Location identification entries

+-------+

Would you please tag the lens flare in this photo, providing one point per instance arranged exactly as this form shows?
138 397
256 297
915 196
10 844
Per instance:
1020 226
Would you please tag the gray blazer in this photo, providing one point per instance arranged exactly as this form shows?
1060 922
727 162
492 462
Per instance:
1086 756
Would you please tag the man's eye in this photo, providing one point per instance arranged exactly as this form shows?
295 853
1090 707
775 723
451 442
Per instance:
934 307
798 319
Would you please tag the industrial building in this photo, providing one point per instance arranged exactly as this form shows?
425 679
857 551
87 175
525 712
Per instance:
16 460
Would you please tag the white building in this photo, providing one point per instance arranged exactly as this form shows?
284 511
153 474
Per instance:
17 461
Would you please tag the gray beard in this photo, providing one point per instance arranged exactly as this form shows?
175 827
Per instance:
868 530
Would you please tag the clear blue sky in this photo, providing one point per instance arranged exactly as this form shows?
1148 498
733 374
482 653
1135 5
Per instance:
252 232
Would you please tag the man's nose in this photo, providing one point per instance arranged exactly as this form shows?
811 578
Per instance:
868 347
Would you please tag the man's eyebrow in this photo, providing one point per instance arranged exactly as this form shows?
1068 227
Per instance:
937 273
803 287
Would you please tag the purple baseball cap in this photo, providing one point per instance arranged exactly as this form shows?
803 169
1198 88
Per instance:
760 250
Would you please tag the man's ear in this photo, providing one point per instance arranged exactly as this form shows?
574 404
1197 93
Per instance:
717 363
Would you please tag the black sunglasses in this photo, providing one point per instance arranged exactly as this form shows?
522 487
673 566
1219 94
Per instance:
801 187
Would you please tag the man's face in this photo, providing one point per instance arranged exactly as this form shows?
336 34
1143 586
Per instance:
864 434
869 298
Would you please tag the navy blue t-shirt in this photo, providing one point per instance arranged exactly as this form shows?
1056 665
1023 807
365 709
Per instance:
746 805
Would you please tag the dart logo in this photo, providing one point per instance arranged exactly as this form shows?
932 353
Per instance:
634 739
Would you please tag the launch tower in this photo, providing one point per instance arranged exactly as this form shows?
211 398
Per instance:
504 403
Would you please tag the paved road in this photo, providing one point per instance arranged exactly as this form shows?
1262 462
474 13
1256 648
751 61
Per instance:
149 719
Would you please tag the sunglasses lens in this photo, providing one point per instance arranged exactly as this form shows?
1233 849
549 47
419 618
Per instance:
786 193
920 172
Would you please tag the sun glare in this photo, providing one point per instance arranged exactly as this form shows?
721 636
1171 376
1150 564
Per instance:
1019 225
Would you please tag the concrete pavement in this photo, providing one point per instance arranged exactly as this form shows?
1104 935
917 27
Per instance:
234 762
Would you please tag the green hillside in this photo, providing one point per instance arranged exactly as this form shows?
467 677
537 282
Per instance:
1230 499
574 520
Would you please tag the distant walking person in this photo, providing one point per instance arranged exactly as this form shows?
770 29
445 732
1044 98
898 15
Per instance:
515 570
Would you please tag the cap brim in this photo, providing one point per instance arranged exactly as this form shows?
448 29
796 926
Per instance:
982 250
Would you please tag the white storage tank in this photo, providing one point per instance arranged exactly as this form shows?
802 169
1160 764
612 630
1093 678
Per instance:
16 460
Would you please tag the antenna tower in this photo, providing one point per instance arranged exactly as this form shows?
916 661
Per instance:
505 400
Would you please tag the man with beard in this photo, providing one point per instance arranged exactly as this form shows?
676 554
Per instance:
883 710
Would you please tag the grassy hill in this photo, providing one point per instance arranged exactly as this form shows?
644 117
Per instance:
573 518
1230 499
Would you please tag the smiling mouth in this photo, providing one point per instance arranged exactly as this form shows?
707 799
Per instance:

+-------+

**Challenge**
Write out again every line of the data from the line containing "Would you please tag the grassy" through the end of the data, inclusive, requests included. Rescale each coordinate in the answers by multiplying it by 2.35 and rounding to a whole number, with halves rounded up.

**Response to the task**
Would you please tag the grassy hill in this photo, providing one point per instance arranged exactly as this form shows?
644 117
Per instance:
1347 1217
2891 1173
Would you please tag the smiling mouth in this photo, providing one point per instance arranged exactly as this form shows?
707 799
Per instance:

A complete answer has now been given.